▼

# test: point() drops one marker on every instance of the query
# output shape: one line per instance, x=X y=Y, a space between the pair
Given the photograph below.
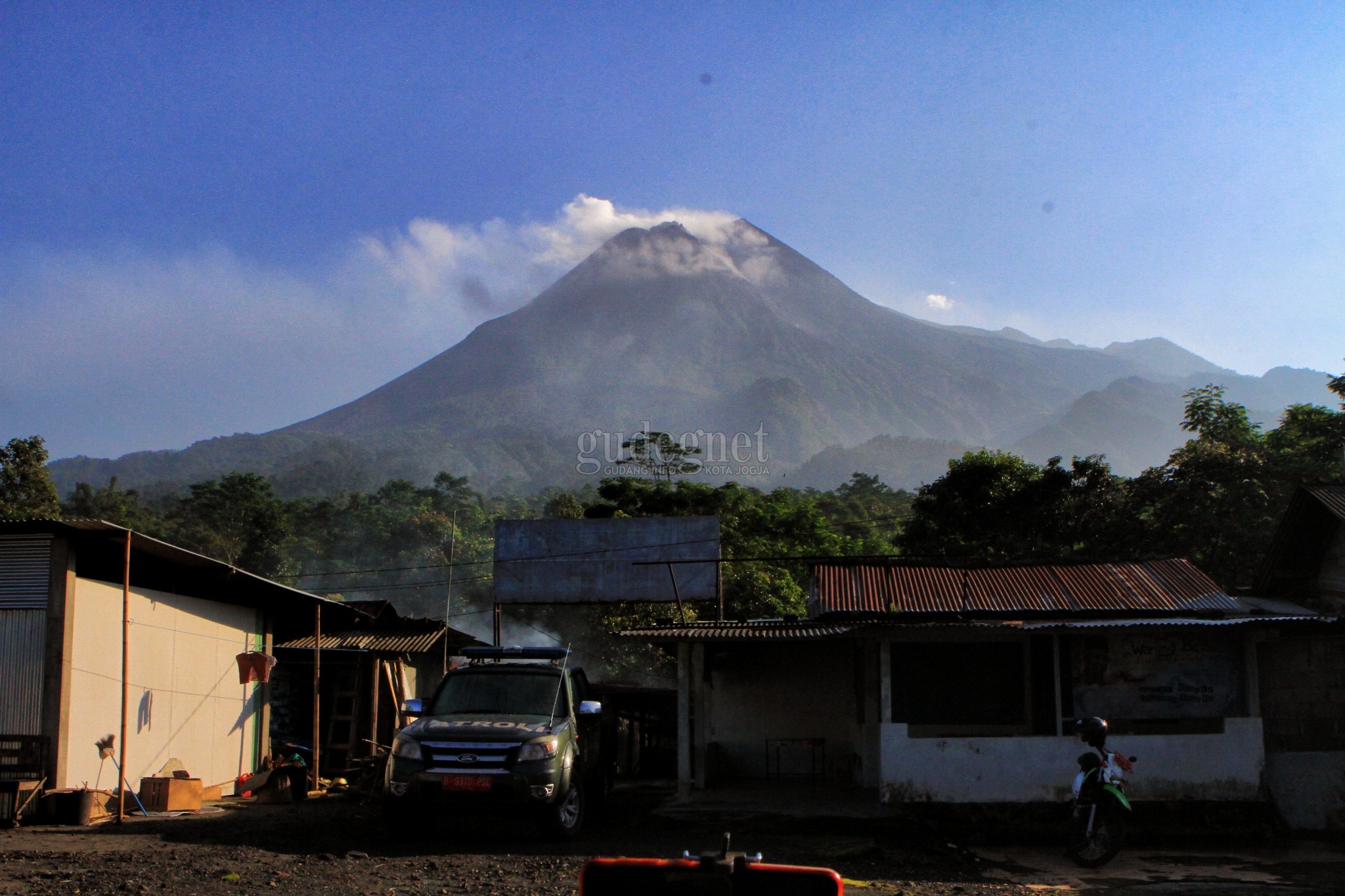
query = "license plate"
x=479 y=784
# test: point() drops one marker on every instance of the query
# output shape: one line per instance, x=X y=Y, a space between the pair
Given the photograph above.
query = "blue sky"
x=229 y=217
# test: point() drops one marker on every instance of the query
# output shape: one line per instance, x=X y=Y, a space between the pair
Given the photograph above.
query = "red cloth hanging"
x=255 y=667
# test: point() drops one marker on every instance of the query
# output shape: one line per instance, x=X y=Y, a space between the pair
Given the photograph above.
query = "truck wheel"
x=564 y=819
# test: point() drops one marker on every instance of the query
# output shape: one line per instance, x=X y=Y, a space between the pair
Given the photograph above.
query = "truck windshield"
x=491 y=692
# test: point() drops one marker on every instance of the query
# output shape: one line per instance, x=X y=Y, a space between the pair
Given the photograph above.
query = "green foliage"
x=661 y=456
x=1216 y=500
x=236 y=519
x=564 y=507
x=785 y=523
x=993 y=507
x=115 y=505
x=26 y=489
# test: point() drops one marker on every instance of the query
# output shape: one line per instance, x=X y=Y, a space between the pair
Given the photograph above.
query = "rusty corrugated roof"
x=755 y=630
x=1149 y=586
x=408 y=636
x=774 y=630
x=1331 y=496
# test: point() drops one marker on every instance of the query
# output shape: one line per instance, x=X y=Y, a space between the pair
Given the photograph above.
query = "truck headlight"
x=540 y=748
x=407 y=747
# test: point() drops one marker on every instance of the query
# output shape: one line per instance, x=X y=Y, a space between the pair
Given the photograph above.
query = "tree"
x=661 y=456
x=115 y=505
x=26 y=489
x=1308 y=444
x=1216 y=500
x=564 y=507
x=998 y=508
x=238 y=521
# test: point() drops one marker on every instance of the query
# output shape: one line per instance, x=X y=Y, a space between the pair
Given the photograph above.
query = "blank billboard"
x=592 y=561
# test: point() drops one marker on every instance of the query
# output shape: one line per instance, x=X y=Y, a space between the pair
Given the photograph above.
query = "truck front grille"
x=450 y=757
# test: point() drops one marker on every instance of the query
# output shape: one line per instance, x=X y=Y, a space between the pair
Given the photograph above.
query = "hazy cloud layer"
x=119 y=351
x=499 y=267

▲

OBJECTIVE
Pull out each line of the records that contains the word "truck".

OUTPUT FOR THIS TASK
query = "truck wheel"
query = "truck windshield"
query = "truck headlight"
query = "truck front grille"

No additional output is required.